- [Directions for this task]: Count the lines in the entries below that contain the word "white" and give only that number.

────────────────────

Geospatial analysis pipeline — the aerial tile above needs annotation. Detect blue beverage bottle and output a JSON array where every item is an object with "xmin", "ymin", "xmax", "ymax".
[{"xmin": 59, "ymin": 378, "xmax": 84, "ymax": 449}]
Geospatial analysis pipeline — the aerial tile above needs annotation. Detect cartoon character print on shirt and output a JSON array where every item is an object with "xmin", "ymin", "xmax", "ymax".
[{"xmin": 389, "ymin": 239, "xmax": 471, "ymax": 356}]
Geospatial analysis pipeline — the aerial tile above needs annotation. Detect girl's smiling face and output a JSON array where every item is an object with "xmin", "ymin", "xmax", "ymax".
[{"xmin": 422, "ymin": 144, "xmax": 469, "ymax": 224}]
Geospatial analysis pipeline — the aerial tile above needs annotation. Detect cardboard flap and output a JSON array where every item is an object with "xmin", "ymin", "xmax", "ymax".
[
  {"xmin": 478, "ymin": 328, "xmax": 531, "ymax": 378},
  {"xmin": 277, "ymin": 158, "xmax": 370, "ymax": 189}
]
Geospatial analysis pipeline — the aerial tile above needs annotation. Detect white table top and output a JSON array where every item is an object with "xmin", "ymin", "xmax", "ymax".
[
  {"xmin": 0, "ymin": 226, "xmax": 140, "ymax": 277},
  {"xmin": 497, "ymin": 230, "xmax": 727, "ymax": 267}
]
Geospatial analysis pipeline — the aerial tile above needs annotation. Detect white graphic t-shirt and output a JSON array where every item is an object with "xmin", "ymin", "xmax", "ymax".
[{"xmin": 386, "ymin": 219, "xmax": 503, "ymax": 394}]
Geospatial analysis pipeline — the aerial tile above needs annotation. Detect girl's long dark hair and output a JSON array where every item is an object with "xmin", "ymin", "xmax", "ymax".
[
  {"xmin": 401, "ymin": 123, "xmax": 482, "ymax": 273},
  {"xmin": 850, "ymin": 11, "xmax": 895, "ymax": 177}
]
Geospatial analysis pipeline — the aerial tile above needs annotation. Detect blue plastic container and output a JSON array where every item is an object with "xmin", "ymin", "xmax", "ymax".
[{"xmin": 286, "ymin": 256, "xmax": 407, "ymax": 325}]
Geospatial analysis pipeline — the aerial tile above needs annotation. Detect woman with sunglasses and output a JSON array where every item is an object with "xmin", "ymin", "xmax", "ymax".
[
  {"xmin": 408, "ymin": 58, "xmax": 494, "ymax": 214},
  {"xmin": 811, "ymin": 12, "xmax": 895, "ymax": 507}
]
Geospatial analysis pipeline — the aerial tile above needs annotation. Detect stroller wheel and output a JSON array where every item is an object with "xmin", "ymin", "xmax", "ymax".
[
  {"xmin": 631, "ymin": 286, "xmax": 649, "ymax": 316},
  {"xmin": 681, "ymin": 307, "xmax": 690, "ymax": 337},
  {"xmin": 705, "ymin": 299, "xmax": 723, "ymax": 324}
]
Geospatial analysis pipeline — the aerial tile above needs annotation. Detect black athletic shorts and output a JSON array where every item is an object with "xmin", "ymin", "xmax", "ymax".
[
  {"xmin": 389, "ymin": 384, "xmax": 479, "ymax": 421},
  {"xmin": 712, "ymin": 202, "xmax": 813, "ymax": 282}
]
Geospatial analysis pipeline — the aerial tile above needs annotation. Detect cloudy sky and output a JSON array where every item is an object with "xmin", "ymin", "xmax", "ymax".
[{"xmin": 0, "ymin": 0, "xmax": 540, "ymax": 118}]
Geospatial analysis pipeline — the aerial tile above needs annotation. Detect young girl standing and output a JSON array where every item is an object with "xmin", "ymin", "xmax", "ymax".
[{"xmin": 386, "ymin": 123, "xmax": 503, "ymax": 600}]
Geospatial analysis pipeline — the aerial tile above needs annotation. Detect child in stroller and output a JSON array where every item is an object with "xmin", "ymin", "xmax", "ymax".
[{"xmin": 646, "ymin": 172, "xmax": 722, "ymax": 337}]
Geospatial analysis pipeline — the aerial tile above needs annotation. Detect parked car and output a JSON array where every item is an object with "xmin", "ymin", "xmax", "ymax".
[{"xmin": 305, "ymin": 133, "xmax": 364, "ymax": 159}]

────────────────────

- [Answer to this problem]: 2